## [WHAT NEEDS TO BE DONE]
Reproduce the records starting with the line that contains "Give x and y for each instance of the snowy" and going on through the end of the records, requests included. Shift the answer point coordinates by adding 61 to every number in them, and leave the sample points in the requests unchanged.

## [STORED RECORDS]
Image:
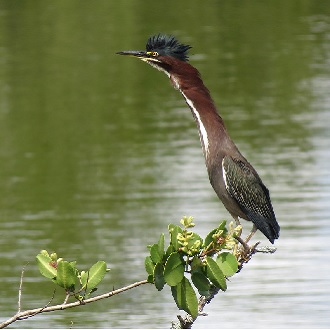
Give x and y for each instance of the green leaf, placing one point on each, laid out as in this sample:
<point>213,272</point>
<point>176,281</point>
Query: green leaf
<point>174,269</point>
<point>154,253</point>
<point>227,263</point>
<point>185,297</point>
<point>149,265</point>
<point>174,231</point>
<point>94,276</point>
<point>150,279</point>
<point>161,245</point>
<point>170,250</point>
<point>66,276</point>
<point>209,237</point>
<point>201,282</point>
<point>47,266</point>
<point>159,276</point>
<point>214,273</point>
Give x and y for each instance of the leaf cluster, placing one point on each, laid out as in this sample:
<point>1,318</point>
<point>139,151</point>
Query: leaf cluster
<point>191,263</point>
<point>65,274</point>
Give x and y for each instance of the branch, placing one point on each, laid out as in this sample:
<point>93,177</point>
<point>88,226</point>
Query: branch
<point>243,257</point>
<point>32,312</point>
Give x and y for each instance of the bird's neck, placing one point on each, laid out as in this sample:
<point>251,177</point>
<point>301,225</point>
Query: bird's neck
<point>210,125</point>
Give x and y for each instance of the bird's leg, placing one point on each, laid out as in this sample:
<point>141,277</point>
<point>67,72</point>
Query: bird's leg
<point>247,249</point>
<point>254,229</point>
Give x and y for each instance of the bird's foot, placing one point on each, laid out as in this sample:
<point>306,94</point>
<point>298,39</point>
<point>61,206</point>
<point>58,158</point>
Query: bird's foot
<point>245,251</point>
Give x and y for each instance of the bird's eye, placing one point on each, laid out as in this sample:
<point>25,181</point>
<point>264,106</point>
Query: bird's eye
<point>154,54</point>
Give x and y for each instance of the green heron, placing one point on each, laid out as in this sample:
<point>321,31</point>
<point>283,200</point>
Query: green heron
<point>233,178</point>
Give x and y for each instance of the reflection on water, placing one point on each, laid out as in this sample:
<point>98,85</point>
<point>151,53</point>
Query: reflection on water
<point>98,154</point>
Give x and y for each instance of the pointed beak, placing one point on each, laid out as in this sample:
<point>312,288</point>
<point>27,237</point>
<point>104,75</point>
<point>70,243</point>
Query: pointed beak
<point>134,53</point>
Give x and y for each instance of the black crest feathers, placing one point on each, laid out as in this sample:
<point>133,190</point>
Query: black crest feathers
<point>167,46</point>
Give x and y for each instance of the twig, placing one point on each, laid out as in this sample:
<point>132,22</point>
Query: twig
<point>33,312</point>
<point>20,289</point>
<point>187,321</point>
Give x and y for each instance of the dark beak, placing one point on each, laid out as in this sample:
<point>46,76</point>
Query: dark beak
<point>135,53</point>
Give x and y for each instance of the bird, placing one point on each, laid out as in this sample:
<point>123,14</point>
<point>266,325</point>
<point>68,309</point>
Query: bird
<point>233,178</point>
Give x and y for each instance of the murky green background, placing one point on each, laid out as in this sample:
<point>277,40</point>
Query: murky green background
<point>98,153</point>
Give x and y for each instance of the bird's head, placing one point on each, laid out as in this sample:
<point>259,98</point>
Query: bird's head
<point>161,52</point>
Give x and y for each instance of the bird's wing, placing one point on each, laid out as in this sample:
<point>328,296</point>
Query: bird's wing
<point>245,186</point>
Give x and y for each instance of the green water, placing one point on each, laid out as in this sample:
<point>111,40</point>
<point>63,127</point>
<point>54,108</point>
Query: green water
<point>98,153</point>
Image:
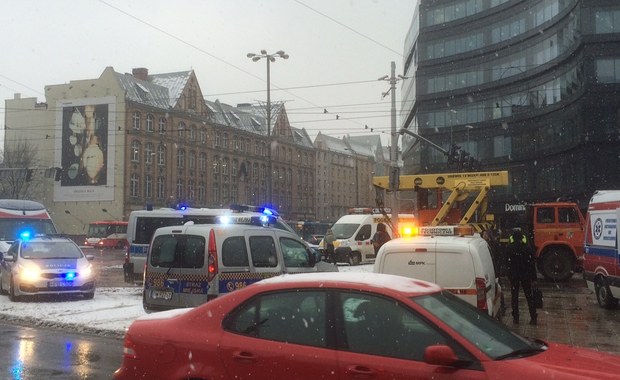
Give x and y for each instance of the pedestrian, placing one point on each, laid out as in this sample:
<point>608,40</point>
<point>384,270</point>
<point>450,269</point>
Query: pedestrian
<point>329,246</point>
<point>521,271</point>
<point>380,237</point>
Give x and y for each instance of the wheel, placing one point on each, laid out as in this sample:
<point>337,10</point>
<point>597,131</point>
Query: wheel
<point>603,294</point>
<point>354,258</point>
<point>557,264</point>
<point>12,296</point>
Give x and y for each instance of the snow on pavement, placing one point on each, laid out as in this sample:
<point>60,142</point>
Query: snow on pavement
<point>109,313</point>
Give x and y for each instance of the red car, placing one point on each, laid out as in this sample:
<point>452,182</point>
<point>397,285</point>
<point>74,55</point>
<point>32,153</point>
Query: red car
<point>345,326</point>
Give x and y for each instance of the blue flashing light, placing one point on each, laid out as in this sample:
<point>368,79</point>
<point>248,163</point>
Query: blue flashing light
<point>25,235</point>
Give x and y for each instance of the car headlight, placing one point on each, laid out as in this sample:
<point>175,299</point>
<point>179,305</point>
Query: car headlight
<point>29,273</point>
<point>87,272</point>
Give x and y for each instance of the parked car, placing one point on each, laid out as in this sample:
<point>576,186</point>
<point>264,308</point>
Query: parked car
<point>46,265</point>
<point>345,325</point>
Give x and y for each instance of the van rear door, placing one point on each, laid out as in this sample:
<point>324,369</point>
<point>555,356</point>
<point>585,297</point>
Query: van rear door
<point>416,260</point>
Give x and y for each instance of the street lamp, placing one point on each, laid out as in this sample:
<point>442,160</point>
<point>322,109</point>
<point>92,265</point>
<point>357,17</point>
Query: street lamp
<point>268,58</point>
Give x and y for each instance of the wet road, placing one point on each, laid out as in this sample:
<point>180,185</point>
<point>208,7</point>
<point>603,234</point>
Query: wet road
<point>570,315</point>
<point>27,353</point>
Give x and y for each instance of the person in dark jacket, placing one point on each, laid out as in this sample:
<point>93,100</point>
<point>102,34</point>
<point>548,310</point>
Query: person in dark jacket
<point>380,237</point>
<point>521,271</point>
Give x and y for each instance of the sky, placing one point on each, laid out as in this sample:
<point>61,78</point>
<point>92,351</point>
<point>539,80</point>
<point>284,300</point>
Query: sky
<point>337,51</point>
<point>109,313</point>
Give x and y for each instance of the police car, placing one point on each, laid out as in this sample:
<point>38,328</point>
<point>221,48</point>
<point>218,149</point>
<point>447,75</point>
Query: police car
<point>191,264</point>
<point>45,265</point>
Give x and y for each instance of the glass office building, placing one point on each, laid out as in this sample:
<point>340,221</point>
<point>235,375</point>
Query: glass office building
<point>528,86</point>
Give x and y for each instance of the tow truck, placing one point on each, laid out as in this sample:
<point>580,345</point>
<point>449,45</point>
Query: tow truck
<point>556,229</point>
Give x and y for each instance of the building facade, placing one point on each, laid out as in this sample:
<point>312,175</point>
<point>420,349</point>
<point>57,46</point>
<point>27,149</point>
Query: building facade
<point>528,86</point>
<point>124,142</point>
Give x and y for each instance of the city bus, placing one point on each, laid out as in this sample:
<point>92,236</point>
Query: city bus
<point>142,225</point>
<point>106,234</point>
<point>23,218</point>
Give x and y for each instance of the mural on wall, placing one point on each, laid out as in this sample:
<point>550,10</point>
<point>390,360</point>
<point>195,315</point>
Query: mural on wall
<point>85,149</point>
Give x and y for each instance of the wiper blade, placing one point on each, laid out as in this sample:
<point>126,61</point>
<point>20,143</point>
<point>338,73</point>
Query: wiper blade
<point>526,351</point>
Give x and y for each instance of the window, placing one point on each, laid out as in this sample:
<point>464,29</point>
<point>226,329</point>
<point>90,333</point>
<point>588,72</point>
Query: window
<point>294,253</point>
<point>181,131</point>
<point>234,252</point>
<point>202,161</point>
<point>148,153</point>
<point>263,251</point>
<point>161,155</point>
<point>297,317</point>
<point>134,185</point>
<point>135,151</point>
<point>403,334</point>
<point>148,186</point>
<point>178,251</point>
<point>181,158</point>
<point>149,123</point>
<point>161,187</point>
<point>545,215</point>
<point>136,121</point>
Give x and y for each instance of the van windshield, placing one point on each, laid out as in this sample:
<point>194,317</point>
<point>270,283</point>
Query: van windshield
<point>344,230</point>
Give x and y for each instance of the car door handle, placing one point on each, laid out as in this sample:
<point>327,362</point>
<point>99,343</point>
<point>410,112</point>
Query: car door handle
<point>361,372</point>
<point>244,356</point>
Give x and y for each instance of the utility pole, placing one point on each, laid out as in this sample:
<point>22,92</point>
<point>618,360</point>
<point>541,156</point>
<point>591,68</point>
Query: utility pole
<point>394,169</point>
<point>394,151</point>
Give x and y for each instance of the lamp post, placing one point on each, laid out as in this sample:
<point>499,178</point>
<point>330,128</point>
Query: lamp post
<point>269,58</point>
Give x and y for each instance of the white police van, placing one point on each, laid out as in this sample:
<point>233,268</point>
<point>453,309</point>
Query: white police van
<point>191,264</point>
<point>451,256</point>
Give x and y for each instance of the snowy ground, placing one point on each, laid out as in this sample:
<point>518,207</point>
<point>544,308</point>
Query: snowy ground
<point>109,313</point>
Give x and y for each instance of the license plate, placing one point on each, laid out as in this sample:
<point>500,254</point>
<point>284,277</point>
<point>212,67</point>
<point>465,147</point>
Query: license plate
<point>161,294</point>
<point>59,284</point>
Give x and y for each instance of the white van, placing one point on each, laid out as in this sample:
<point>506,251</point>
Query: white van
<point>601,260</point>
<point>455,260</point>
<point>188,265</point>
<point>353,233</point>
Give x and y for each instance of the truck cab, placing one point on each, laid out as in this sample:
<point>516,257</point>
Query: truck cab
<point>558,235</point>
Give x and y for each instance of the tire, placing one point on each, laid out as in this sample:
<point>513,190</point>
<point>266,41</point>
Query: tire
<point>603,294</point>
<point>557,264</point>
<point>354,258</point>
<point>12,296</point>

## [WRITTEN REPLY]
Give x and y for each instance of the snowy ground, placing one point on each, laid out as in this sample:
<point>518,207</point>
<point>544,308</point>
Query: snowy ground
<point>170,374</point>
Give x and y for each instance of the license plate, placing one point on each, laid out as in this sample:
<point>500,254</point>
<point>284,277</point>
<point>212,67</point>
<point>465,147</point>
Query: license plate
<point>222,355</point>
<point>120,345</point>
Give x and y for each instance of the white van, placing one point on each, laid out as in this sample:
<point>506,251</point>
Query: white van
<point>662,321</point>
<point>516,321</point>
<point>249,326</point>
<point>414,294</point>
Give x and y for each instance of the truck cab, placing one point on each, laid out as in this sample:
<point>516,257</point>
Query: truck cab
<point>619,296</point>
Give x and y for each instance of the tire, placing one point on each, laid out as in this sample:
<point>513,190</point>
<point>266,41</point>
Query: tire
<point>664,355</point>
<point>618,325</point>
<point>415,319</point>
<point>73,357</point>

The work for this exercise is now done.